*Written request*
Tally the lines in the material below that contain the string "interface", matching case exactly. Give only the number.

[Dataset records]
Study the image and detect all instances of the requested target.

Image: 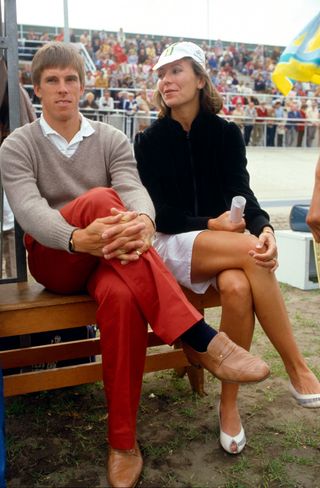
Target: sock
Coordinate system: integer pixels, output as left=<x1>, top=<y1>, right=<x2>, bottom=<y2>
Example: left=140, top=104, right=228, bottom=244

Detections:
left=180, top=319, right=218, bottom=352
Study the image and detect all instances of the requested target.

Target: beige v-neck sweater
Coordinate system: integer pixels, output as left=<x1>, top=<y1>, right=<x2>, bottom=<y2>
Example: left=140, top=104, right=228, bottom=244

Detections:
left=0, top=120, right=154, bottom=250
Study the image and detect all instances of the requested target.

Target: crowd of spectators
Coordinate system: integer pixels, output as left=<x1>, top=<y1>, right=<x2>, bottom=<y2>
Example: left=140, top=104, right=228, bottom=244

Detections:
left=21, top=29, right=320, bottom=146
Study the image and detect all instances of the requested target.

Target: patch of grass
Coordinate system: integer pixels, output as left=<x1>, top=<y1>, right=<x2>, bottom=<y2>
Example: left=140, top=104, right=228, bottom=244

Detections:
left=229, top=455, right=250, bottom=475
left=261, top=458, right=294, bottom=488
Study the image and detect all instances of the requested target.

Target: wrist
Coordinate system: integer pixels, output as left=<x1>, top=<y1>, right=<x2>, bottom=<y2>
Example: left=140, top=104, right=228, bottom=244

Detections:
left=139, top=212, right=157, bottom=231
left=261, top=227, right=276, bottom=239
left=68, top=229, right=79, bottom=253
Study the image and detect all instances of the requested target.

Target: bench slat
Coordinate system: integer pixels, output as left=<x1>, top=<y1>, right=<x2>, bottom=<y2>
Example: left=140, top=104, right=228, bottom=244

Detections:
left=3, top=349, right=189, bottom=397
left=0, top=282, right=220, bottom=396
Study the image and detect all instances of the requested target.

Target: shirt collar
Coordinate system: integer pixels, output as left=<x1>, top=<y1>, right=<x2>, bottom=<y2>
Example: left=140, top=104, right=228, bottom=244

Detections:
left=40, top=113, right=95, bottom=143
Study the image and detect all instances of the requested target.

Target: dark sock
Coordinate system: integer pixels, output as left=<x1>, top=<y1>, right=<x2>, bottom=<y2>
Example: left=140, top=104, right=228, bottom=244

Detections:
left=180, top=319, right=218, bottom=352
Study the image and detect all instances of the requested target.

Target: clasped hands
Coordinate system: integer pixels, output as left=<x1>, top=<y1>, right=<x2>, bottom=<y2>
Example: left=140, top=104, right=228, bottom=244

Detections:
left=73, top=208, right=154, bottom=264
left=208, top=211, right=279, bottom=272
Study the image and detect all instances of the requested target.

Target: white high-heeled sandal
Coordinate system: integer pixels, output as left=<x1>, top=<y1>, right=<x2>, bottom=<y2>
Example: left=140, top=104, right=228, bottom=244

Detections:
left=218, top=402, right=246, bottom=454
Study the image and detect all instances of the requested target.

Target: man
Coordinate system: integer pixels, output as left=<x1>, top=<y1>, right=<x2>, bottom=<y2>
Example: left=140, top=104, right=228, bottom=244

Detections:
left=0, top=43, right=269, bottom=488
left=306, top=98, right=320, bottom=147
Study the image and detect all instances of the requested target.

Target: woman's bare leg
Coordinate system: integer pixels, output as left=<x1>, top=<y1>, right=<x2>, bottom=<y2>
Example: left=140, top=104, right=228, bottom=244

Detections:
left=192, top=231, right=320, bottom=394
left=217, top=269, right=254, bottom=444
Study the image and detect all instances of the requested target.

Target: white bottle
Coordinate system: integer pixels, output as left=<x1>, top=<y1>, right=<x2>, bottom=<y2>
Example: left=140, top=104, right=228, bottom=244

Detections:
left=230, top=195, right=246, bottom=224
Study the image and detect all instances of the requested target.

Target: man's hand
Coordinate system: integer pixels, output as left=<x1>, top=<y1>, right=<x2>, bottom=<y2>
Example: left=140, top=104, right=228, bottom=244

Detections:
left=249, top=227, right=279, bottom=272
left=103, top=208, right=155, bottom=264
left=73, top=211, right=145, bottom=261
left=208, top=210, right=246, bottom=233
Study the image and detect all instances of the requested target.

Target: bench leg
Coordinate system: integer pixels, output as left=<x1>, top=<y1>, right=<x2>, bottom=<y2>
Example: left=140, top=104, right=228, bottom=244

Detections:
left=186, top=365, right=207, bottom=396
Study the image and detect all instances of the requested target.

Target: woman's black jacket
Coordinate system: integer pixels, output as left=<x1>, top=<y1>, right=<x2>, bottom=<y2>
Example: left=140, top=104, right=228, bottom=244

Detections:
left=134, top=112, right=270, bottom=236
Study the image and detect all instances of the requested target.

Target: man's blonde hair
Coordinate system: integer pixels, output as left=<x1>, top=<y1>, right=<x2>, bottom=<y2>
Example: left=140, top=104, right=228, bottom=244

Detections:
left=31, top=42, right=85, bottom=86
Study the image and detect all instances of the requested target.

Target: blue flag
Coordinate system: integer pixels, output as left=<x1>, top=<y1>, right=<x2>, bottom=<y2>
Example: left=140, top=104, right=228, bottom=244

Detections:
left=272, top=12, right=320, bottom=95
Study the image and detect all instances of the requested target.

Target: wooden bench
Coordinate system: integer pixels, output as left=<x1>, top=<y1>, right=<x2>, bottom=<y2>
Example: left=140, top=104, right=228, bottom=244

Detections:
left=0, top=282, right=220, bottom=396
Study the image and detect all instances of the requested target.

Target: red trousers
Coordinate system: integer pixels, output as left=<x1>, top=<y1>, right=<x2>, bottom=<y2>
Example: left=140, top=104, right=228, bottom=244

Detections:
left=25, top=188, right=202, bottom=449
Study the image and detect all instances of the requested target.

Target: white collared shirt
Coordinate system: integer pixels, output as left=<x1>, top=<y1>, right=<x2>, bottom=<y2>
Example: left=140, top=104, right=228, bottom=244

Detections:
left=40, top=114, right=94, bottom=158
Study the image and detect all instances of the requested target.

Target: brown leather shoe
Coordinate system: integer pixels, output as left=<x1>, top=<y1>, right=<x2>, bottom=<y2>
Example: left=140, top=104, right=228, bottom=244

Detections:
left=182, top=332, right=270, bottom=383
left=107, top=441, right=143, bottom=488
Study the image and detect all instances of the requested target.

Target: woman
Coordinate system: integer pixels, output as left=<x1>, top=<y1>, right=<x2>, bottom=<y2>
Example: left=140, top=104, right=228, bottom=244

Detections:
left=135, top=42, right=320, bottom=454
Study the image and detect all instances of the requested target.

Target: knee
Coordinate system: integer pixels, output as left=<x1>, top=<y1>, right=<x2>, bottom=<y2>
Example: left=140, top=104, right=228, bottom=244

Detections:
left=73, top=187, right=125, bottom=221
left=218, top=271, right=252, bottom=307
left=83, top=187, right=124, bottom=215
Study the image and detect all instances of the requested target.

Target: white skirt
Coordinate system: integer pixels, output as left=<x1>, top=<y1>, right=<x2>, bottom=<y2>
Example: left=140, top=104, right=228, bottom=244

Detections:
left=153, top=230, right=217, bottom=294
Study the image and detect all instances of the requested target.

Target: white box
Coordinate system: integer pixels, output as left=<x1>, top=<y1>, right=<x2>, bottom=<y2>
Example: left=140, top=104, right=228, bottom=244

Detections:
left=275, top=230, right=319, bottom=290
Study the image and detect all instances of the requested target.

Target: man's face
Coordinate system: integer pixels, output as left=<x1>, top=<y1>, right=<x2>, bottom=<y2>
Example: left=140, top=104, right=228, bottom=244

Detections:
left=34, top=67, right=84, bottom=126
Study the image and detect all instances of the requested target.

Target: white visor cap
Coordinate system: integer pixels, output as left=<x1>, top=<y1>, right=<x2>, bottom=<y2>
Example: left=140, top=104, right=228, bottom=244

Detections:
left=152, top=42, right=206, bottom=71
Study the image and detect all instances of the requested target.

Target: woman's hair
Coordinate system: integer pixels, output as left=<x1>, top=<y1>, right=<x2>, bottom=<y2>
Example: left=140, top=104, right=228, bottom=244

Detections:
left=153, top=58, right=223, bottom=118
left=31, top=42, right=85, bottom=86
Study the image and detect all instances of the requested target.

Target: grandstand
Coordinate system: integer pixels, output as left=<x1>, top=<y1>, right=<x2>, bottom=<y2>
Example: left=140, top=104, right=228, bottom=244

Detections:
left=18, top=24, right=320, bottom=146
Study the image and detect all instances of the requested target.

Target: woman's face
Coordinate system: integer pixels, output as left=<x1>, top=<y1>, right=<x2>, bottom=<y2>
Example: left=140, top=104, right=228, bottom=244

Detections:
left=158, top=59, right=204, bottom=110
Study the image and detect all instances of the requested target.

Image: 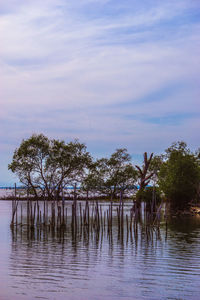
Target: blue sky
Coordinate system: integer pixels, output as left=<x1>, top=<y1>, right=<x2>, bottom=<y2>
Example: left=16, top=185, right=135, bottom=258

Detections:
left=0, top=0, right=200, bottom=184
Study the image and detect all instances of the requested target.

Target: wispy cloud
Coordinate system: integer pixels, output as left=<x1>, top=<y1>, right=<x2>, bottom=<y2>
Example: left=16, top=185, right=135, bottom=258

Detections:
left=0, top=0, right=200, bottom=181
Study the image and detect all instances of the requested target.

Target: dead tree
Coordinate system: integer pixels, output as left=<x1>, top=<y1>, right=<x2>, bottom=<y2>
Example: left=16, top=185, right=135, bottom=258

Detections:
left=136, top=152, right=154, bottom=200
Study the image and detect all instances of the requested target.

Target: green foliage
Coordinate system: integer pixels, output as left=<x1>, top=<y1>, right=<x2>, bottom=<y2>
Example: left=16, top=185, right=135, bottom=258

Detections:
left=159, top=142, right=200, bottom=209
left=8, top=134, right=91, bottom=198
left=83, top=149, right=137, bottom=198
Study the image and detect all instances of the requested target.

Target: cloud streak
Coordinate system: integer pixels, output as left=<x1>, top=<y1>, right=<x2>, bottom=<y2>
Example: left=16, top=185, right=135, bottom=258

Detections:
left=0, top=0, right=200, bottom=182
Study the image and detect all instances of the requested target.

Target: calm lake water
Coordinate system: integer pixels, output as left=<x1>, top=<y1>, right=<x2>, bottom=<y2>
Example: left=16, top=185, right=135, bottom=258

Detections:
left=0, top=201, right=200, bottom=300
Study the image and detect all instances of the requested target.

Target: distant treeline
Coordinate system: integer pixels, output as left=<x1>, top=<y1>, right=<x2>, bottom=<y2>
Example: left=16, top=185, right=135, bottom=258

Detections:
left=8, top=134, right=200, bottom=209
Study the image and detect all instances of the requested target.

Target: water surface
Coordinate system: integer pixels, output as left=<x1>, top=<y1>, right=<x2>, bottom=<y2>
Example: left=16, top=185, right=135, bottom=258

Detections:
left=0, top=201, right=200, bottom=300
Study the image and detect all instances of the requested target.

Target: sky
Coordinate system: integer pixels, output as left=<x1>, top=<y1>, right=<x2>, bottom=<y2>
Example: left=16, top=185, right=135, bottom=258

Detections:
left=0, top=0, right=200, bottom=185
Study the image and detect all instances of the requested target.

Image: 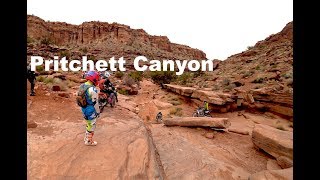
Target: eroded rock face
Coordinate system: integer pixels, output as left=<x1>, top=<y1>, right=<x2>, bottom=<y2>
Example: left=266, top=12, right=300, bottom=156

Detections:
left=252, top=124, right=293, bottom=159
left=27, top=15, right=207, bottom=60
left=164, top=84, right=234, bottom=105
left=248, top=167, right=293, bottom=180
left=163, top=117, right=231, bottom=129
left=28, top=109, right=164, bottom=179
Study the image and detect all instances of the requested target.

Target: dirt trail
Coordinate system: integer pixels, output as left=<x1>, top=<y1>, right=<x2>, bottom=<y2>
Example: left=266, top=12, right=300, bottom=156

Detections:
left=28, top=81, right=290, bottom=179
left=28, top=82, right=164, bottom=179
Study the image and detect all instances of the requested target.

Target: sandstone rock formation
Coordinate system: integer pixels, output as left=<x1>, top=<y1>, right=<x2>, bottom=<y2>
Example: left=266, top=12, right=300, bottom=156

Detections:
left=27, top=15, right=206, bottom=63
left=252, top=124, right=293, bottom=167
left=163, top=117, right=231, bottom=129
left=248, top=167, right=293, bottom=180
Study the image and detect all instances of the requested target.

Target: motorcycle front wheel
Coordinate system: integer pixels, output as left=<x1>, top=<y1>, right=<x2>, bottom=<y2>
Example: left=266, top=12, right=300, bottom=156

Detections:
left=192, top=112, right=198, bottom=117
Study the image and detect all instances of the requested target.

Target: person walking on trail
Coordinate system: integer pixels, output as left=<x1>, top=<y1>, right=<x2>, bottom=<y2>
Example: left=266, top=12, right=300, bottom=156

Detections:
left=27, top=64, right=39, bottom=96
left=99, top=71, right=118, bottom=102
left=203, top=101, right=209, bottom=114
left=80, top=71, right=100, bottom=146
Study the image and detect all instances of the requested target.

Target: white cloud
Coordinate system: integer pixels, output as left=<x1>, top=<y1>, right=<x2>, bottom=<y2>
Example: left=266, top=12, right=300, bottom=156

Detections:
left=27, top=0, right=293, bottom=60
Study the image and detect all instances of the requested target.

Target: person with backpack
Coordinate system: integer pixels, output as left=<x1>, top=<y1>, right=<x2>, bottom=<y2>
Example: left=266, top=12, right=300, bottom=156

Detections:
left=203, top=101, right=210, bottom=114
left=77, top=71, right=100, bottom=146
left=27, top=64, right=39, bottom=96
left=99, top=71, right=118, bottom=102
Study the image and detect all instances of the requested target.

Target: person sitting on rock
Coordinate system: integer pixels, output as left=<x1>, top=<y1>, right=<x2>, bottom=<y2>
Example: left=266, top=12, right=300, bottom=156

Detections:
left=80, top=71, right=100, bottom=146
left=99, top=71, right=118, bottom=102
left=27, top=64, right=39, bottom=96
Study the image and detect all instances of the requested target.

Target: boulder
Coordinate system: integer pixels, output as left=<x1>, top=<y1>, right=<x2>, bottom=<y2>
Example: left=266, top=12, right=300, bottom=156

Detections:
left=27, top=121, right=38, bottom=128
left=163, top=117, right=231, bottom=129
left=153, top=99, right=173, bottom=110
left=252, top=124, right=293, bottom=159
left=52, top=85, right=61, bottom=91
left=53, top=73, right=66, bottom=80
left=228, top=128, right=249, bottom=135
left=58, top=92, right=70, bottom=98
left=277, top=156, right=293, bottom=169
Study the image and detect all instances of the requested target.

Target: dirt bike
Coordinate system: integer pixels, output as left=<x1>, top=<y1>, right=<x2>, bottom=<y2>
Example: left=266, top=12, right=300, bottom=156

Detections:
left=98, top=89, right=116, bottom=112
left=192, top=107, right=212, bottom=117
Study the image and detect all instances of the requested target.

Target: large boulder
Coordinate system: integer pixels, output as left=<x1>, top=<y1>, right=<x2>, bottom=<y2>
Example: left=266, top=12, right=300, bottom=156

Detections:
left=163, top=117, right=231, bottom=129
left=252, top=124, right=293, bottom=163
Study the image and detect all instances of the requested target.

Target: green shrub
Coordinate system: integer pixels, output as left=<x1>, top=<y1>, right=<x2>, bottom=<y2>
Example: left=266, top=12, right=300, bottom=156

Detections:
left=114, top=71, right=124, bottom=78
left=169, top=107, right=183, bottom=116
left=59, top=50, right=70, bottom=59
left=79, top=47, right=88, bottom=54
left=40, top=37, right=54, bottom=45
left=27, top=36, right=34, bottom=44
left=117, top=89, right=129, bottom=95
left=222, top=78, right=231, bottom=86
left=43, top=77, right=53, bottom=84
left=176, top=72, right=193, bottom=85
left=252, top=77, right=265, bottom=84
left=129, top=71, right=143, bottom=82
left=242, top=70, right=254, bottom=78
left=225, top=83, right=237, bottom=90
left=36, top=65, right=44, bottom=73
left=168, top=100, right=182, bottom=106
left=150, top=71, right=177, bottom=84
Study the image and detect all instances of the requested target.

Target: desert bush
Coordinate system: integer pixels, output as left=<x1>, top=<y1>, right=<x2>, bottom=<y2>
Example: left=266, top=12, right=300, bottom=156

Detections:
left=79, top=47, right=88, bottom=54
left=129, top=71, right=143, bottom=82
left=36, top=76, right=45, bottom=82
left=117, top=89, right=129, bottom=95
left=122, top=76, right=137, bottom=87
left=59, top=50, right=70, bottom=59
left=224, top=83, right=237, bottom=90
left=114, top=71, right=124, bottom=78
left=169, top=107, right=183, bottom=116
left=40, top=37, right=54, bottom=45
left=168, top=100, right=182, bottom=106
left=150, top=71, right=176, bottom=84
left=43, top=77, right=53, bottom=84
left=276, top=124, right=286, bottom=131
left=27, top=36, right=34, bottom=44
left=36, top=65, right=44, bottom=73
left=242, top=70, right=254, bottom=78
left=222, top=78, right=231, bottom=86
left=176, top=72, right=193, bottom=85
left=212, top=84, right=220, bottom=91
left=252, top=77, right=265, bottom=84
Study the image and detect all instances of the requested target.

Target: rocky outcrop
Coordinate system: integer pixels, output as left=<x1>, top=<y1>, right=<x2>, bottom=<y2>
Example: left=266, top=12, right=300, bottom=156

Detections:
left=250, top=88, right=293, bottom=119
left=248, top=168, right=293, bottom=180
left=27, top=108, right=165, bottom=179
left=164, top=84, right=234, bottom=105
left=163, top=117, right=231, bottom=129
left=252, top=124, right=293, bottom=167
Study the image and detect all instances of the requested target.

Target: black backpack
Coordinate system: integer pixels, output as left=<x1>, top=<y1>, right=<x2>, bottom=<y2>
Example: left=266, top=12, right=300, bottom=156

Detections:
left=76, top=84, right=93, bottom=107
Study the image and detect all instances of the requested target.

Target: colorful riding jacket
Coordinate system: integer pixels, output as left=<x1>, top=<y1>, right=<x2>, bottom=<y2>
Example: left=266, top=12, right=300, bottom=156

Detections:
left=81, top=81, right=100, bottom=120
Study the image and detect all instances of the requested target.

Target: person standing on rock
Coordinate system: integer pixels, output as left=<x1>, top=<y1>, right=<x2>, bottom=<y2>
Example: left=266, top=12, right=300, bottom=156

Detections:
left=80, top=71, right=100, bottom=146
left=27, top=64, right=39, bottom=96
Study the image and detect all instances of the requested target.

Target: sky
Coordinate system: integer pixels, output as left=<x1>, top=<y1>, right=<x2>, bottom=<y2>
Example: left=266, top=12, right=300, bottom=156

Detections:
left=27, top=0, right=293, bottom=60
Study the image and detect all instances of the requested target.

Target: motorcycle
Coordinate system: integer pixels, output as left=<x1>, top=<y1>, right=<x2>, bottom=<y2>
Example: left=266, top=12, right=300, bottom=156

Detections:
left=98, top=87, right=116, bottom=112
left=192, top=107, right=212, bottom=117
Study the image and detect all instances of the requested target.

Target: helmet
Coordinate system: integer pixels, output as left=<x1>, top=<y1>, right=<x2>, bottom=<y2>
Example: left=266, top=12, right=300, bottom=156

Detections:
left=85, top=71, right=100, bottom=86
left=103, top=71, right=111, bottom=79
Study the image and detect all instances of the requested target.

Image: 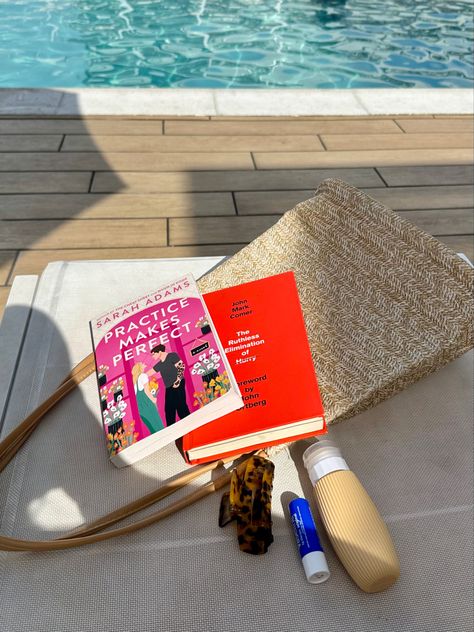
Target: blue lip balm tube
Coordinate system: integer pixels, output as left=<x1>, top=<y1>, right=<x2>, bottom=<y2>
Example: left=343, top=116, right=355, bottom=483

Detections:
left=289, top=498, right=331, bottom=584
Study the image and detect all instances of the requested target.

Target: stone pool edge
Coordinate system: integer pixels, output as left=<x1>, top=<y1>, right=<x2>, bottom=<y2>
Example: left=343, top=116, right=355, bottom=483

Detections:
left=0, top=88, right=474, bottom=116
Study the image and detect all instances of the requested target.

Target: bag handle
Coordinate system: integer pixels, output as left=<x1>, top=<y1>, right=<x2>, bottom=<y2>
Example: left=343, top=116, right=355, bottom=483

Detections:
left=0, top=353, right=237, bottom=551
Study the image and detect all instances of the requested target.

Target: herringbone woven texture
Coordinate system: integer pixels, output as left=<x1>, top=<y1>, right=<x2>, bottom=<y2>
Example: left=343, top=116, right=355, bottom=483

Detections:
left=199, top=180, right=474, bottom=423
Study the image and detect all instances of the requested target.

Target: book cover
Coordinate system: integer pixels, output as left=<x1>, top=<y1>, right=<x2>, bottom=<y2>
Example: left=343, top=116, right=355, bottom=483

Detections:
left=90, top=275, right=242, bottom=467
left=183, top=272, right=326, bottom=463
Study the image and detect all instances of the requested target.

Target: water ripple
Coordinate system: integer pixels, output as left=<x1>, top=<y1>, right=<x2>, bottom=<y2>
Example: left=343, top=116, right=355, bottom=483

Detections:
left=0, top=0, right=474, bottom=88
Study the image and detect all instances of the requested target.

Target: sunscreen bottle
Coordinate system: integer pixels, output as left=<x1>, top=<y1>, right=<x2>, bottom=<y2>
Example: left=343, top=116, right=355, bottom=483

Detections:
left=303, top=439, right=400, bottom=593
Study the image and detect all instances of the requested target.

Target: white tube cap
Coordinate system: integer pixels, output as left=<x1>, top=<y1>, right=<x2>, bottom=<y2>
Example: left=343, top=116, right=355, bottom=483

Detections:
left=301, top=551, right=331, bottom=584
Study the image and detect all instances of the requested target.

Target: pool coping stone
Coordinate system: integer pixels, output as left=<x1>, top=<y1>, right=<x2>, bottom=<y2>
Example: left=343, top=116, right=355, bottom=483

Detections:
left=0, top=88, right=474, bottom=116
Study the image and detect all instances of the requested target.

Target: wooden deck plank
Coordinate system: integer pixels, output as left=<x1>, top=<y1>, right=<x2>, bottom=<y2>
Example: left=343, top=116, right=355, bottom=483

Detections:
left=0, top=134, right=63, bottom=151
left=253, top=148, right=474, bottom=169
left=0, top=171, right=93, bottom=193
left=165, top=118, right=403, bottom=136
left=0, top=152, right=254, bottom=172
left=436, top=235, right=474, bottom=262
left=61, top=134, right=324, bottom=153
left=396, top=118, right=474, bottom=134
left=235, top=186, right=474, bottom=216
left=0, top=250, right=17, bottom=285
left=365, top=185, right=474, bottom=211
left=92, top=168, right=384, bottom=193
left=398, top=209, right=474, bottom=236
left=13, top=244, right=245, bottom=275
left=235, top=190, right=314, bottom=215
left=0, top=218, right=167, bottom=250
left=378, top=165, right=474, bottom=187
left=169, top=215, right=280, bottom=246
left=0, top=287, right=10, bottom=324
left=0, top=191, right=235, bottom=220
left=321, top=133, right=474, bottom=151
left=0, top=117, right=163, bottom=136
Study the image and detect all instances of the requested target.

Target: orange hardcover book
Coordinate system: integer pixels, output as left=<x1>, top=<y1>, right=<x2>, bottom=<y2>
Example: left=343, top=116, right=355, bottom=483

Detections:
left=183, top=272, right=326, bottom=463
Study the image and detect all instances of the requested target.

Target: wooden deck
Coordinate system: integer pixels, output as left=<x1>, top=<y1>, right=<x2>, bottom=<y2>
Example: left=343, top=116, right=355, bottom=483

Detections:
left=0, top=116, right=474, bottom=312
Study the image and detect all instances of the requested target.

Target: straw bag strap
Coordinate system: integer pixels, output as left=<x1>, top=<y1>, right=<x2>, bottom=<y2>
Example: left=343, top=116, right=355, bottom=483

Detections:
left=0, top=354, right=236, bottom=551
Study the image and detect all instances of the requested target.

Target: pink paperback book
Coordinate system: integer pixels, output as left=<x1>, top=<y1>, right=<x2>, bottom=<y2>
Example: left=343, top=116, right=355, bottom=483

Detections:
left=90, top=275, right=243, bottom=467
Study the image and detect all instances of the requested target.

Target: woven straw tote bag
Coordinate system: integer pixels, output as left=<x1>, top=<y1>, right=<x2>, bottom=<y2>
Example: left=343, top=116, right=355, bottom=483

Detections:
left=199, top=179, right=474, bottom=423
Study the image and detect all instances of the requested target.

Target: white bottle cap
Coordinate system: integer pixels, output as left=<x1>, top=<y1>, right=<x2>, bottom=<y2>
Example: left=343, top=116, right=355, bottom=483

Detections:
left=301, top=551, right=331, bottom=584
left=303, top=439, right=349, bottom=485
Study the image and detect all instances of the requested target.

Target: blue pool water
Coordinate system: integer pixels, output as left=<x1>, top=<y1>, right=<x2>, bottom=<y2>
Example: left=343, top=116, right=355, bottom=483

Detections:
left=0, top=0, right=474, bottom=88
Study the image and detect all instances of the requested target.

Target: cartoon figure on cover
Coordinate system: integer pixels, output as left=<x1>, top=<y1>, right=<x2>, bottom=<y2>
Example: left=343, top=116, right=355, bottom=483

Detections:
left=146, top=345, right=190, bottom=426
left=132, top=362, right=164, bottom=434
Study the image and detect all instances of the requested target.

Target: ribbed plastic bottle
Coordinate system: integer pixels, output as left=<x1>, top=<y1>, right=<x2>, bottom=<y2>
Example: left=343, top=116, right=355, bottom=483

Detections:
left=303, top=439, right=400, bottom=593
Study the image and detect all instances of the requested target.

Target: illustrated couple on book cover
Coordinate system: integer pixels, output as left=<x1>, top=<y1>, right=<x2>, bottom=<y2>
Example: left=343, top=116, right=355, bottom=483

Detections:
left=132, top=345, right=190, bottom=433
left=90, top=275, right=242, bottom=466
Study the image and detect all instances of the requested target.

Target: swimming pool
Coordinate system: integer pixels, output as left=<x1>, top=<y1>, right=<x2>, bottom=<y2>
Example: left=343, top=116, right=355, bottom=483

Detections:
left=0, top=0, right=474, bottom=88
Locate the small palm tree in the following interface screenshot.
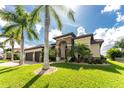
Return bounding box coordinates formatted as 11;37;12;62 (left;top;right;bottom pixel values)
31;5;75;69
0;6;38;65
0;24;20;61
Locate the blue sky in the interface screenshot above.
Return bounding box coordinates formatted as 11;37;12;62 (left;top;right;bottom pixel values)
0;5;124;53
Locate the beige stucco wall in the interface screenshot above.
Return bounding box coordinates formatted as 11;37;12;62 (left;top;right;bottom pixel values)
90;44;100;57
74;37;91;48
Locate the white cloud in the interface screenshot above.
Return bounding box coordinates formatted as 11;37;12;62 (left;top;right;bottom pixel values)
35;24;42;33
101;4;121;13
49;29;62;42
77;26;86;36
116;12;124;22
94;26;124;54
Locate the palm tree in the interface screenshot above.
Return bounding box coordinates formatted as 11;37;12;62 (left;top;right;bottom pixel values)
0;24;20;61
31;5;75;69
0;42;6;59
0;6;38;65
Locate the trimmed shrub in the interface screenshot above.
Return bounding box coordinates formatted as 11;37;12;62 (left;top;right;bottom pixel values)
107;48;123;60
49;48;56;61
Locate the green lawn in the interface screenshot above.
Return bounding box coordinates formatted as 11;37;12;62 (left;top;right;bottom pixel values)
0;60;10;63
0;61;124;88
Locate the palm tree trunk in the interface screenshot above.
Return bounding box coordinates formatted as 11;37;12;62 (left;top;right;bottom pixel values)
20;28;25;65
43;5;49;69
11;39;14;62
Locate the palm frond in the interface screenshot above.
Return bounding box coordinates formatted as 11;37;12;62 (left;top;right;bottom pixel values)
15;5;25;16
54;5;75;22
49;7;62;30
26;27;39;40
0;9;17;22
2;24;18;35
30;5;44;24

*Response to the task*
9